■ Problem to solve
What you give back must match the data exactly, minus the pictures.

- Opening Delimiter -

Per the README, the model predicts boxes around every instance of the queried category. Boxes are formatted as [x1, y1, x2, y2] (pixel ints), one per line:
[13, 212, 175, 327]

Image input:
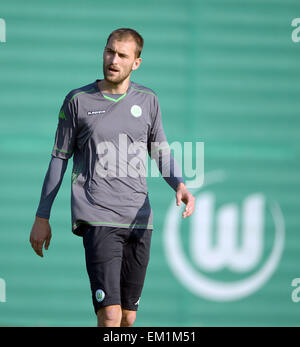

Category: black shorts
[82, 225, 152, 315]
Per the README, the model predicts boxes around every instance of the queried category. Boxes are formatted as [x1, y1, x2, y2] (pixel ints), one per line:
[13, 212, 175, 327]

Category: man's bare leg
[97, 304, 122, 327]
[120, 308, 137, 327]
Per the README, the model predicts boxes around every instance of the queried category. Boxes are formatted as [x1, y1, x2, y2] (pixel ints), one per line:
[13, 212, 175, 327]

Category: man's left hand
[176, 183, 195, 218]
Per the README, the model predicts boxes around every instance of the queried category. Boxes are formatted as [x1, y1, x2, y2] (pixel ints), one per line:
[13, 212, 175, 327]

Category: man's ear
[132, 57, 142, 71]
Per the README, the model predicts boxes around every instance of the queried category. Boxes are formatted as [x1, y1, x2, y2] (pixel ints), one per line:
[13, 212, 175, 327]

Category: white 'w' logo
[164, 178, 285, 301]
[191, 193, 264, 272]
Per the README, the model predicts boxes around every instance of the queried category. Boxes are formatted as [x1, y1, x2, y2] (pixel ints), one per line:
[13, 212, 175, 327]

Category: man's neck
[98, 78, 130, 94]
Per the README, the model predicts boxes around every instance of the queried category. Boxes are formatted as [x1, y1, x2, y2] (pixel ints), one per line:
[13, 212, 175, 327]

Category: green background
[0, 0, 300, 326]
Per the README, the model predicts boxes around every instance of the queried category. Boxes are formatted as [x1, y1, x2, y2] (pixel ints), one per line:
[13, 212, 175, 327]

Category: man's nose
[111, 53, 120, 65]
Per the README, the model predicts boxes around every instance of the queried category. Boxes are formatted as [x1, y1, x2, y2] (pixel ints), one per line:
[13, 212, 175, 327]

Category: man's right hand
[30, 216, 52, 257]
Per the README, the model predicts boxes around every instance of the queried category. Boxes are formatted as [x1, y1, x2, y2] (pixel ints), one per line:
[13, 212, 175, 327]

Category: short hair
[106, 28, 144, 58]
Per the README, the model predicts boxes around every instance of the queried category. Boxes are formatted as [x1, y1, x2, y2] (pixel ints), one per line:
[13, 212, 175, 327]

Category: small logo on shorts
[134, 297, 140, 306]
[130, 105, 142, 118]
[95, 289, 105, 302]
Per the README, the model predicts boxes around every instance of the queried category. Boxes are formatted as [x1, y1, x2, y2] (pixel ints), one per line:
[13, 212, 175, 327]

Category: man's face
[103, 37, 141, 85]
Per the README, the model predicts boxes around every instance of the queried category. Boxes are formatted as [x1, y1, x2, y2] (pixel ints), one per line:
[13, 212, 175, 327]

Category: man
[30, 28, 195, 327]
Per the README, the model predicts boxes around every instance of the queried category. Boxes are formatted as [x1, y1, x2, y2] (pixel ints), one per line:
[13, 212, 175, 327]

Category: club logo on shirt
[87, 110, 106, 116]
[95, 289, 105, 302]
[130, 105, 142, 118]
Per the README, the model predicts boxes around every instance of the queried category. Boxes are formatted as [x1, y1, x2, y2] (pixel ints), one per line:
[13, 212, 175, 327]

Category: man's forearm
[36, 156, 68, 219]
[158, 151, 185, 191]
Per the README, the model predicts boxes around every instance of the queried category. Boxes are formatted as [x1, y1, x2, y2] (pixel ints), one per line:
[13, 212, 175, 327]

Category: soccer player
[30, 28, 195, 327]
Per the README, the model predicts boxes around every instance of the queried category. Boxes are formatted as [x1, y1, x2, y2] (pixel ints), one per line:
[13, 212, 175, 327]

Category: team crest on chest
[130, 105, 142, 118]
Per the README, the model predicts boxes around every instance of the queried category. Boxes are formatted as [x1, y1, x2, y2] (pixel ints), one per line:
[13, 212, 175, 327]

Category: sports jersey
[44, 79, 184, 236]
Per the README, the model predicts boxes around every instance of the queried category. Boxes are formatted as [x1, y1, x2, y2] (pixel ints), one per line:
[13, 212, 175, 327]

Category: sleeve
[147, 95, 168, 158]
[36, 156, 68, 219]
[148, 95, 185, 191]
[158, 154, 185, 191]
[51, 97, 78, 159]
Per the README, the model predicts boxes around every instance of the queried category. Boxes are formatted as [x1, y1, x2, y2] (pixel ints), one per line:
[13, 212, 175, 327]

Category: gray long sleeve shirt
[36, 79, 184, 236]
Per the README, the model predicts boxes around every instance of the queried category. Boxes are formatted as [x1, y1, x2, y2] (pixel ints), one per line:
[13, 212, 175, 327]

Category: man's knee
[121, 309, 137, 327]
[97, 304, 122, 327]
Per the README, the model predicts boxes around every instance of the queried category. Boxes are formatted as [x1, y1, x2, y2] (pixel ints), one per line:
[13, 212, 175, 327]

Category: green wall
[0, 0, 300, 326]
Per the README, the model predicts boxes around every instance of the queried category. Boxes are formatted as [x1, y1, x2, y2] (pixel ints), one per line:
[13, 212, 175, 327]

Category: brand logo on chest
[87, 110, 106, 116]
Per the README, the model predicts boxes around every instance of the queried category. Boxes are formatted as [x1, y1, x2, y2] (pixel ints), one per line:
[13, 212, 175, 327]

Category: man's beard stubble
[103, 63, 132, 85]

- Closing Delimiter -

■ Result below
Per the README, the model predicts boxes around every instance of the queried category. Boxes are formatted as [x1, y1, x2, y2] (pixel ints), one per line:
[13, 212, 175, 327]

Image input:

Category: black shorts
[82, 225, 152, 315]
Per the README, the model predicts boxes around every instance of the queried category. Boxes are formatted as [x1, y1, x2, y2] (pixel ints), one per line:
[13, 212, 175, 327]

Category: man's bare leg
[97, 304, 122, 327]
[120, 308, 137, 327]
Per the README, the model predicts boxes around every instance of the queried category. Boxes are formatted as [x1, y1, x2, y2] (pixel ints), one per line:
[13, 212, 175, 327]

Category: man's left hand
[176, 183, 195, 218]
Per the README, the model predicts boxes around every instance of the queried category. Boxes are formatted as [x1, y1, x2, y2] (pixel ints), one per line:
[13, 212, 175, 327]

Category: man's ear
[132, 57, 142, 71]
Per the README, the model predicts boxes around every instance of the queried category. Boxes are formatted as [x1, y1, x2, y2] (pixel ints), one per line:
[13, 212, 175, 327]

Category: white 'w' logo
[164, 178, 285, 301]
[191, 193, 264, 272]
Per the README, the model predicts boxes around every instance of the queried category. Boxes are formatted as [x1, y1, x2, y2] (pixel ints), one per line:
[13, 212, 175, 327]

Category: man's neck
[98, 78, 130, 94]
Per the README, the model predicts boxes around every instance of the queried category. Boxes are formatted as [x1, y1, x2, y2] (pixel ints), one per line:
[13, 212, 175, 327]

Category: green background
[0, 0, 300, 326]
Per the README, the model predicts boxes around every instance of the queried category. Boxes are formatted as [x1, y1, x2, y2] (pixel ints), one per line:
[13, 212, 175, 327]

Category: man's nose
[111, 53, 120, 65]
Per the README, the model predicts boxes around every instance of the queried category. Boxes are formatted as [x1, y1, x2, y2] (pixel ints), one per line:
[13, 212, 175, 327]

Category: man's right hand
[30, 216, 52, 257]
Per the README, the model predicts boxes around every instance of the queried category. Boxes are formatted as [x1, y1, x2, y2] (pixel ints), one per line:
[13, 212, 175, 327]

Category: short hair
[106, 28, 144, 58]
Per the README, the model predicts boxes around every instance of the queried category. Boxes are formatted as [x1, y1, x2, y2] (pixel ints), one per line:
[13, 212, 175, 327]

Category: small logo on shorts
[134, 297, 140, 306]
[130, 105, 142, 118]
[95, 289, 105, 302]
Per the README, the model predicts boxes around every instance of the queried category. Boxes are formatted as [x1, y1, x2, y2] (pixel ints), one per line:
[13, 212, 175, 327]

Category: man's face
[103, 37, 141, 85]
Per the README, the model predicts boxes around every instance of the queried category. Boxes are formatted as [x1, y1, x2, y2] (pixel ints), one per line:
[13, 212, 175, 327]

Category: man
[30, 28, 195, 327]
Per the README, the model predicts boxes around every instance of the queried category. Boxes are formatted as [x1, y1, x2, y2] (pixel ints), one per line:
[13, 212, 175, 327]

Category: club logo on shirt
[87, 110, 106, 116]
[95, 289, 105, 302]
[130, 105, 142, 118]
Per the README, the model predicts boxes around every instance of the queried category. Boxes are formatted as [x1, y1, x2, y2] (pixel ints), one per line:
[13, 212, 175, 327]

Category: man's forearm
[36, 156, 68, 219]
[158, 151, 185, 191]
Per the README, the model predicts boxes around every instance of the queried category. Boxes are formatted as [x1, y1, x2, y2] (pixel ints), one per line:
[13, 212, 175, 327]

Category: soccer player
[30, 28, 195, 327]
Per the README, the model predicts boxes around every instance of the queried category. Boxes are formatted as [x1, y1, x2, y2] (pixel ints), one per line:
[13, 212, 175, 327]

Category: team crest on chest
[130, 105, 142, 118]
Per the README, the model predicts boxes around every instance of the queried category. Boxes are formatted as [x1, y1, x2, y2] (pixel ints), one per line:
[13, 212, 175, 327]

Category: sports jersey
[44, 79, 184, 236]
Per the README, the model predicts boxes around every instance of the queried category. Boxes are formatted as [x1, y1, x2, y2] (pixel ints), one per line:
[13, 212, 175, 327]

Category: sleeve
[147, 95, 168, 158]
[36, 156, 68, 219]
[148, 95, 185, 191]
[158, 154, 185, 191]
[51, 97, 78, 159]
Per the README, the model predicts boxes around every instance of the queried category. Boxes are formatted as [x1, y1, x2, y2] (pixel ints), one per line:
[13, 212, 175, 327]

Category: gray long sleeve shirt
[36, 79, 184, 236]
Per the README, the model predicts boxes around every instance of the queried category. Boxes are formatted as [x1, y1, x2, y2] (pixel ints), one per line:
[13, 212, 175, 327]

Category: man's knee
[121, 309, 137, 327]
[97, 304, 122, 327]
Per the README, the model predicts boxes around every instance of the queried category. Boxes are formatted as [x1, y1, x2, y2] (pixel ints), one per line:
[13, 212, 175, 327]

Category: green wall
[0, 0, 300, 326]
Per the README, the model predicts boxes around every instance of the queried category. Boxes are formatted as [x1, y1, x2, y2] (pixel ints), one per line:
[13, 212, 175, 327]

Category: brand logo on chest
[87, 110, 106, 116]
Per the README, the model predicts boxes around every instance of the queried category. Boxes are formatted as [x1, y1, x2, y2] (pixel ints), one per line:
[13, 212, 175, 327]

Category: man's beard stubble
[103, 63, 132, 85]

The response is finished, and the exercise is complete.